━━━━━ Data to use ━━━━━

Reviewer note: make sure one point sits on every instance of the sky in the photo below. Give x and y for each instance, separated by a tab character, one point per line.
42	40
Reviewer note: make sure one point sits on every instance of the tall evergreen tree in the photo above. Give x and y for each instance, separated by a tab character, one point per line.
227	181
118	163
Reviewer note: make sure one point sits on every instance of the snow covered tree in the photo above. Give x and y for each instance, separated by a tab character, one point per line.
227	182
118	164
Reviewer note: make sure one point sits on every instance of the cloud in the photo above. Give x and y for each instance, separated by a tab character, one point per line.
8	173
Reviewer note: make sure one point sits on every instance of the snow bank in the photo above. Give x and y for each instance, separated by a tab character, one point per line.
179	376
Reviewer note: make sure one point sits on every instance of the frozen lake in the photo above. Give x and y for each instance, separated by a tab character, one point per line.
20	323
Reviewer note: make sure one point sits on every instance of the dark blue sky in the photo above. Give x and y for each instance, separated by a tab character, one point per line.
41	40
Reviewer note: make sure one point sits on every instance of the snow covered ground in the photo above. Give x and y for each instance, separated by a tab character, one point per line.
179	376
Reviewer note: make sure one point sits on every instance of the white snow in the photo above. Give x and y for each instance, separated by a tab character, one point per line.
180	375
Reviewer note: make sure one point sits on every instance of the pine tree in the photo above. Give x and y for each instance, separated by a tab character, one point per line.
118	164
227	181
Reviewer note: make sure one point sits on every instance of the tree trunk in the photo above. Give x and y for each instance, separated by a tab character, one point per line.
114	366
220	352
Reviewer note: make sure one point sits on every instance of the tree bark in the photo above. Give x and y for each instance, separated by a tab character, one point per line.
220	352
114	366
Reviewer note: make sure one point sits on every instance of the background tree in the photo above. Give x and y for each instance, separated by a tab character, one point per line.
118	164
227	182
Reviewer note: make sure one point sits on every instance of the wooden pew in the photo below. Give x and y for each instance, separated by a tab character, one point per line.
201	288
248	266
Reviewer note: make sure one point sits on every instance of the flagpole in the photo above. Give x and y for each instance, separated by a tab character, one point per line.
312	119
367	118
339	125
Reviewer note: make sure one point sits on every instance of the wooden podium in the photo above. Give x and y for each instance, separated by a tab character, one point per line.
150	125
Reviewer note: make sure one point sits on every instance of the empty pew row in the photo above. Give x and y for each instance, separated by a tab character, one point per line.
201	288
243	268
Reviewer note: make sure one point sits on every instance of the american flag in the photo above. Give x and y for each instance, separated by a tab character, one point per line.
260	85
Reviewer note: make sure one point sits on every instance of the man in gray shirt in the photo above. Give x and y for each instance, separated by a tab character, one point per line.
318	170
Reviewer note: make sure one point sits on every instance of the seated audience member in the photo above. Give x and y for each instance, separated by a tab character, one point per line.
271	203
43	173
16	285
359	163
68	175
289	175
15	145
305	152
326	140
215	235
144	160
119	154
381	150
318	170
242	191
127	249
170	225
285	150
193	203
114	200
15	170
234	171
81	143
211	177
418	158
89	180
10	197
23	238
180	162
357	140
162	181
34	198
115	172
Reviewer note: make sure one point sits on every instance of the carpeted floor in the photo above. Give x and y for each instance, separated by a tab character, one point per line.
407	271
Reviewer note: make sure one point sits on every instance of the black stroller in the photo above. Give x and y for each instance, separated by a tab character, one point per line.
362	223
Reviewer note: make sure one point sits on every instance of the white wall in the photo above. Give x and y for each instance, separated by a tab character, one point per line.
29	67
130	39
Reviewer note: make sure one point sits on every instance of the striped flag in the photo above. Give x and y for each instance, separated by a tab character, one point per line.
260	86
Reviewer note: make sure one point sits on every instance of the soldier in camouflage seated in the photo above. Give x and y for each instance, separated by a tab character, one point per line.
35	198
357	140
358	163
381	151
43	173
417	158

━━━━━

Given problem → Write out all of the records above without changing a single character.

Task answer →
Reviewer note: make sure one point sits on every instance of the sky in the photo below. Give x and y for each instance, separated by a tab character, one point per line.
42	40
Reviewer note: make sure one point sits on every instance of the tall evergreen tree in the photo above. Give x and y for each instance, separated by a tab character, one point per line.
227	181
118	163
Reviewer note: make sure one point sits on every instance of the snow covered tree in the photo above. Give x and y for each instance, separated by a tab character, one point per line.
227	182
118	164
Reviewer note: make sure one point sits on every instance of the cloud in the photo above. Give x and y for each instance, separated by a tab character, one point per line.
8	173
Reviewer note: make sure one point sits on every instance of the snow bank in the photo above. Give x and y for each instance, separated by a tab character, one point per line.
179	376
Reviewer note: make sure one point sits on every instance of the frozen lake in the photo above. Give x and y for each instance, separated by a tab character, one point per line.
20	323
Reviewer note: make sure one point sits on every instance of the dark blue sky in the photo above. Give x and y for each instance, separated by a tab character, one point per line.
41	40
Reviewer note: make sure one point sits on every instance of the snow covered ground in the photo above. Give x and y for each instance, separated by a tab character, one point per line.
179	376
Reviewer note: make sure one point sits on every instance of the white snow in the photo above. Give x and y for each instance, separated by a tab character, one point per line.
180	375
Reviewer note: make sure one point sits on every instance of the pine tree in the photo above. Give x and y for each instance, separated by a tab character, one point per line.
118	164
227	181
Reviewer note: make sure one point sits on every instance of the tree trunk in the photo above. Give x and y for each instance, separated by a tab character, one point per line.
114	366
220	352
Reviewer note: make sure one point sits on every instance of the tree bark in the photo above. Give x and y for each instance, separated by a tab character, one point per line.
220	352
114	366
Reviewer note: make sure one point sits on every instance of the background tree in the photo above. Give x and y for each instance, separated by a tab character, one point per line.
118	164
227	182
Reviewer note: make sure one point sits on every instance of the wooden pew in the photo below. Give x and y for each instance, separated by a tab character, one point per line.
201	288
248	266
Reviewer note: make sure one point sits on every instance of the flagpole in the photo above. Give x and y for each instance, separated by a tab character, one point per line.
312	119
367	118
339	125
Reviewer note: make sure one point sits on every instance of the wooden podium in the photo above. Give x and y for each instance, separated by a tab character, one point per line.
150	125
Reviewer note: make sure one point sits on every instance of the empty pew row in the photo above. Give x and y for each instance, separated by a tab character, one point per line.
201	288
243	268
Reviewer note: make sure one point sits on every instance of the american flag in the photo above. Give x and y for each instance, separated by a tab character, one point per line.
260	85
Reviewer note: make sure one point sits on every instance of the man in gray shirt in the photo above. Give x and y for each instance, separated by a tab character, one point per line.
318	170
Reviewer note: make sure one point sits on every instance of the seated audience member in the photo above. Give x and y for each instance, separated by a tab character, one point per line.
271	203
43	173
16	285
359	163
68	175
289	175
15	145
305	152
326	140
215	235
144	160
119	154
381	150
318	170
242	191
127	249
170	225
285	150
193	203
114	200
15	170
234	171
81	143
211	177
418	158
89	180
10	197
23	238
180	162
357	140
162	181
34	198
115	172
Reviewer note: make sure one point sits on every instance of the carpeted floor in the photo above. Give x and y for each instance, separated by a tab character, one point per line.
407	271
Reviewer note: make sure one point sits on every instance of the black stroller in the photo above. Give x and y for each instance, separated by a tab character, one point per line.
362	223
Reviewer note: make sure one point sits on every instance of the white wall in the photo above. Give x and y for each instance, separated by a tab character, one point per line.
29	67
130	39
Reviewer note: make sure one point sits on every instance of the striped flag in the photo above. Give x and y for each instance, separated by a tab character, one point per line.
260	86
Reviewer note: make sure one point sits on every instance of the soldier in camouflage seated in the photo above. Give x and y for each instance, separated by a tab character, one point per line.
35	198
357	140
358	163
381	151
43	173
417	158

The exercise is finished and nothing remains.